Source document —

---------------

Economic losses from COVID-19 cases in the Philippines: a dynamic model of health and economic policy trade-offs

The paper addresses how to balance economic recovery with public health safeguards during COVID-19 in the Philippines. By May 22, 2021, the country recorded over 1.17 million cases, and GDP contracted by 9.6% in 2020. Despite gradual easing of restrictions, surges (e.g., March 2021 in NCR) strained hospital capacity, prompting tighter lockdowns. Policymakers consider reopening (businesses, transport, age restrictions) alongside ensuring hospital capacity. The study extends the FASSSTER platform’s subnational SEIR model to quantify economic losses from infection and lockdowns and evaluates policy options subject to maintaining HCUR below 70%. It examines trade-offs over a 3‑month horizon across regions to inform calibrated reopening while safeguarding health system capacity.

---------------

Collected data
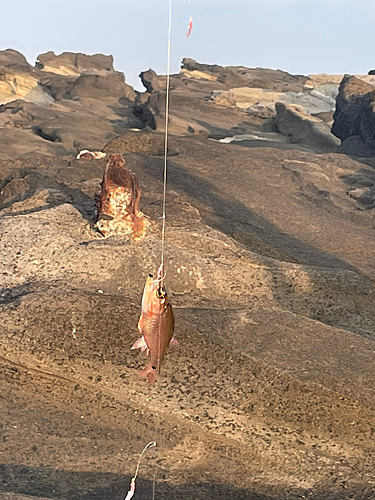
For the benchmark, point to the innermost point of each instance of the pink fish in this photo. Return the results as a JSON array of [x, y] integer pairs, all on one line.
[[156, 324], [190, 27]]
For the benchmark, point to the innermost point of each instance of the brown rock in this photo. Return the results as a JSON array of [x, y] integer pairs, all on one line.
[[118, 203], [349, 115]]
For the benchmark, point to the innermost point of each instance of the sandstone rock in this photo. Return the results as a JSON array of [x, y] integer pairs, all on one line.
[[10, 58], [292, 122], [99, 87], [312, 101], [118, 202], [69, 63]]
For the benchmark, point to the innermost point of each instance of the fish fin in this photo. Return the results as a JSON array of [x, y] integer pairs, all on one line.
[[150, 373], [140, 344]]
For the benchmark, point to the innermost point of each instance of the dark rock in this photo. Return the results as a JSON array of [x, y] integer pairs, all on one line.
[[356, 146], [348, 106], [354, 116], [76, 63], [304, 129], [145, 143], [152, 82]]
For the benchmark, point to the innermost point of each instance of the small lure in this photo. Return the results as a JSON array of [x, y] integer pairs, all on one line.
[[156, 324]]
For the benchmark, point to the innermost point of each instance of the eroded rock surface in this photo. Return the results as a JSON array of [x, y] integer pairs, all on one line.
[[354, 117]]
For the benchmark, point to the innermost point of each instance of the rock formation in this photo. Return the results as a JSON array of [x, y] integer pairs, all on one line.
[[269, 255], [354, 118], [301, 128]]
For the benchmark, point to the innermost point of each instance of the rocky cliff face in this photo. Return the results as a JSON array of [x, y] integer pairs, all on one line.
[[270, 267]]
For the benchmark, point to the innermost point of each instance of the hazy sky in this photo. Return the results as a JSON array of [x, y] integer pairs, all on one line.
[[298, 36]]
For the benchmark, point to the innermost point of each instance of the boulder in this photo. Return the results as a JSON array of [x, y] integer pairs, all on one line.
[[301, 128]]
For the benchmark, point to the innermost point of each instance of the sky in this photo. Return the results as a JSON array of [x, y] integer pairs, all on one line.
[[298, 36]]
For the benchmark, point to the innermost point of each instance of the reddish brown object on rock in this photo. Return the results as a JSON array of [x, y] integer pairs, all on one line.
[[118, 203]]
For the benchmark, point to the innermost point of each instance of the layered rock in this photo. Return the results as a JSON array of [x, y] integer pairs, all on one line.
[[65, 104], [118, 201], [354, 118], [69, 63]]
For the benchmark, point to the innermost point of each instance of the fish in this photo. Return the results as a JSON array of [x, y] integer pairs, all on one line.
[[156, 324]]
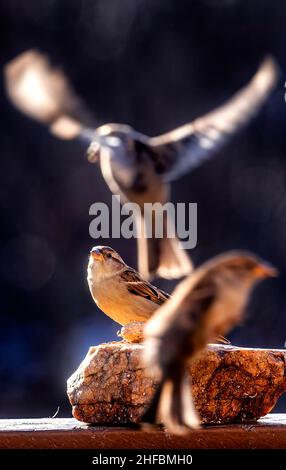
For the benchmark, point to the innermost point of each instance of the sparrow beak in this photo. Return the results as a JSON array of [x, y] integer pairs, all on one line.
[[265, 270], [96, 254], [93, 152]]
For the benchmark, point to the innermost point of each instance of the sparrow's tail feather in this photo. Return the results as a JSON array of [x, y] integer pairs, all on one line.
[[162, 257], [173, 405]]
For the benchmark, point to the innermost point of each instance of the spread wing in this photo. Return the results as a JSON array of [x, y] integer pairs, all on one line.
[[188, 146], [137, 286], [42, 91]]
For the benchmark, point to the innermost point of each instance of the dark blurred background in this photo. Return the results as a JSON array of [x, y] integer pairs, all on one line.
[[154, 65]]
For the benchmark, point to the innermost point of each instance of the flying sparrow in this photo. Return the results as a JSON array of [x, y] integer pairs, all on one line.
[[206, 304], [118, 290], [135, 166]]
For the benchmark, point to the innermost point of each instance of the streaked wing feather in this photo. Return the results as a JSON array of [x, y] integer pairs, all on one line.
[[42, 91], [137, 286], [188, 146]]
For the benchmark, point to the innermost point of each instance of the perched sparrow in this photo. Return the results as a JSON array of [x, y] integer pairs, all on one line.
[[135, 166], [208, 303], [118, 290]]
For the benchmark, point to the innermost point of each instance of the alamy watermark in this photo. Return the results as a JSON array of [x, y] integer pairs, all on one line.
[[153, 220]]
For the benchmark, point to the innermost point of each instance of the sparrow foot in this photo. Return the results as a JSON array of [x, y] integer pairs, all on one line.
[[132, 332]]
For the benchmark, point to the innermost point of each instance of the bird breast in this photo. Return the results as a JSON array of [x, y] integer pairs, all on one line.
[[114, 299]]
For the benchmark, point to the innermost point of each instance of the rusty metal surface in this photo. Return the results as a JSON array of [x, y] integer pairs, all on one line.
[[269, 432]]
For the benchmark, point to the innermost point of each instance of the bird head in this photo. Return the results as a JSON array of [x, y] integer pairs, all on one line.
[[104, 261], [110, 137]]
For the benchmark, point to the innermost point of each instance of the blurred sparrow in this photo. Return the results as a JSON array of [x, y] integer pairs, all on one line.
[[135, 166], [118, 290], [208, 303]]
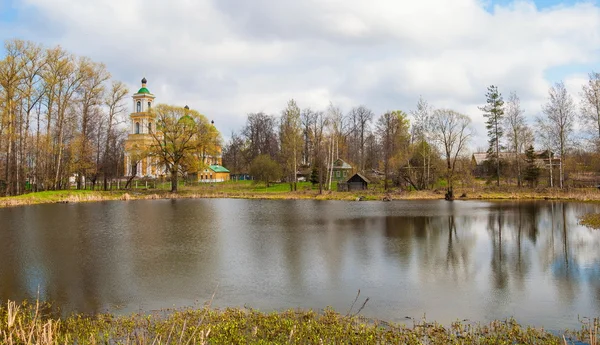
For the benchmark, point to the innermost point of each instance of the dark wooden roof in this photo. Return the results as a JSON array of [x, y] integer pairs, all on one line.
[[360, 176]]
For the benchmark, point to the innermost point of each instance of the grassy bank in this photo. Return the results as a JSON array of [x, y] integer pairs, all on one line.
[[249, 190], [31, 324]]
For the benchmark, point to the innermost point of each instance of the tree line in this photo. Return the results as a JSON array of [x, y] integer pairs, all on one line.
[[278, 147], [59, 118], [426, 147]]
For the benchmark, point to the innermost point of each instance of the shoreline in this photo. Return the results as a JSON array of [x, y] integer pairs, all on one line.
[[34, 322], [77, 196]]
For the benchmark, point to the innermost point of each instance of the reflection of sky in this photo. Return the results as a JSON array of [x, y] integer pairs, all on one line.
[[571, 268], [463, 260]]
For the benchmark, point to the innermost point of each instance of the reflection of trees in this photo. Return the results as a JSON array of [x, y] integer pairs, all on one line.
[[499, 269]]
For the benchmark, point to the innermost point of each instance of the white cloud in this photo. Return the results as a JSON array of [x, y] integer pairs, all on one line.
[[231, 57]]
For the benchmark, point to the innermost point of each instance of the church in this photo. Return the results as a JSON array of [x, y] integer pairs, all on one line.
[[142, 121]]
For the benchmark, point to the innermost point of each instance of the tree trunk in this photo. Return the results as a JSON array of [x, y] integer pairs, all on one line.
[[174, 176]]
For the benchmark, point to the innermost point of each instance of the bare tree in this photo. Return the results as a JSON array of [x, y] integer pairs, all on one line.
[[421, 135], [114, 101], [335, 121], [451, 131], [590, 104], [392, 127], [180, 137], [557, 125], [260, 135], [290, 134], [360, 118], [517, 131], [493, 111]]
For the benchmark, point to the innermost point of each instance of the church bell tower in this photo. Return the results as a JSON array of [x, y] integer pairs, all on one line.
[[142, 124]]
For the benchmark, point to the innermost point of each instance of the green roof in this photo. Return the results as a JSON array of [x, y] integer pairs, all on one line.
[[341, 164], [218, 168]]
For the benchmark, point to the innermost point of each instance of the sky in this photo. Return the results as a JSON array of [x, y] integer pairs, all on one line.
[[228, 58]]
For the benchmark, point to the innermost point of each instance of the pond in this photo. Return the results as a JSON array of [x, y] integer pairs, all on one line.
[[443, 260]]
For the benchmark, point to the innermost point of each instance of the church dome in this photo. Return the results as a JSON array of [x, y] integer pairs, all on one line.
[[144, 89]]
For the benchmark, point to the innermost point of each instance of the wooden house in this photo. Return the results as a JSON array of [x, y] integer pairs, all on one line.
[[341, 170], [356, 182]]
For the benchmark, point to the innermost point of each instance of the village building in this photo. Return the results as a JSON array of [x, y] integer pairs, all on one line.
[[341, 170], [142, 122], [483, 165], [356, 182]]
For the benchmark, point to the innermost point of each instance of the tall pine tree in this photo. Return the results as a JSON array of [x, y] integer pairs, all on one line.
[[493, 111]]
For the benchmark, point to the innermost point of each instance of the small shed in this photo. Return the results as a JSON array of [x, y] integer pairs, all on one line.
[[356, 182]]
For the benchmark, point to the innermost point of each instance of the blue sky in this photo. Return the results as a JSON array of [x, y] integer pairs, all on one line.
[[231, 57]]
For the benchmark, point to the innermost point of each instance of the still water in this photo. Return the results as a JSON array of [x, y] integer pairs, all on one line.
[[461, 260]]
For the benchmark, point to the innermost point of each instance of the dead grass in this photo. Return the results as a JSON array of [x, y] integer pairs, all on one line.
[[34, 324], [250, 191]]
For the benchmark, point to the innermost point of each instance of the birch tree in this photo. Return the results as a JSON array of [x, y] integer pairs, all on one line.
[[517, 131], [290, 135], [493, 111], [422, 133], [451, 132], [590, 105], [558, 122]]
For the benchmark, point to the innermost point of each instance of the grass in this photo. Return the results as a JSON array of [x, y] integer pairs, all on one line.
[[35, 324], [305, 190]]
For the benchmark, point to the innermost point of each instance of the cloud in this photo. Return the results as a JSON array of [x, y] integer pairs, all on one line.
[[230, 57]]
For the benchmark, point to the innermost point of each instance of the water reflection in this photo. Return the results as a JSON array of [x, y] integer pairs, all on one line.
[[474, 260]]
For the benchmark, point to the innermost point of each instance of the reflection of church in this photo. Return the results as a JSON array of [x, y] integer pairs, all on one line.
[[142, 122]]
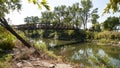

---------------

What you are asked to do — In the summary on COVID-19 economic losses in the Philippines, copy the passage from "The paper addresses" to "health system capacity." word for word.

Task result —
The paper addresses how to balance economic recovery with public health safeguards during COVID-19 in the Philippines. By May 22, 2021, the country recorded over 1.17 million cases, and GDP contracted by 9.6% in 2020. Despite gradual easing of restrictions, surges (e.g., March 2021 in NCR) strained hospital capacity, prompting tighter lockdowns. Policymakers consider reopening (businesses, transport, age restrictions) alongside ensuring hospital capacity. The study extends the FASSSTER platform’s subnational SEIR model to quantify economic losses from infection and lockdowns and evaluates policy options subject to maintaining HCUR below 70%. It examines trade-offs over a 3‑month horizon across regions to inform calibrated reopening while safeguarding health system capacity.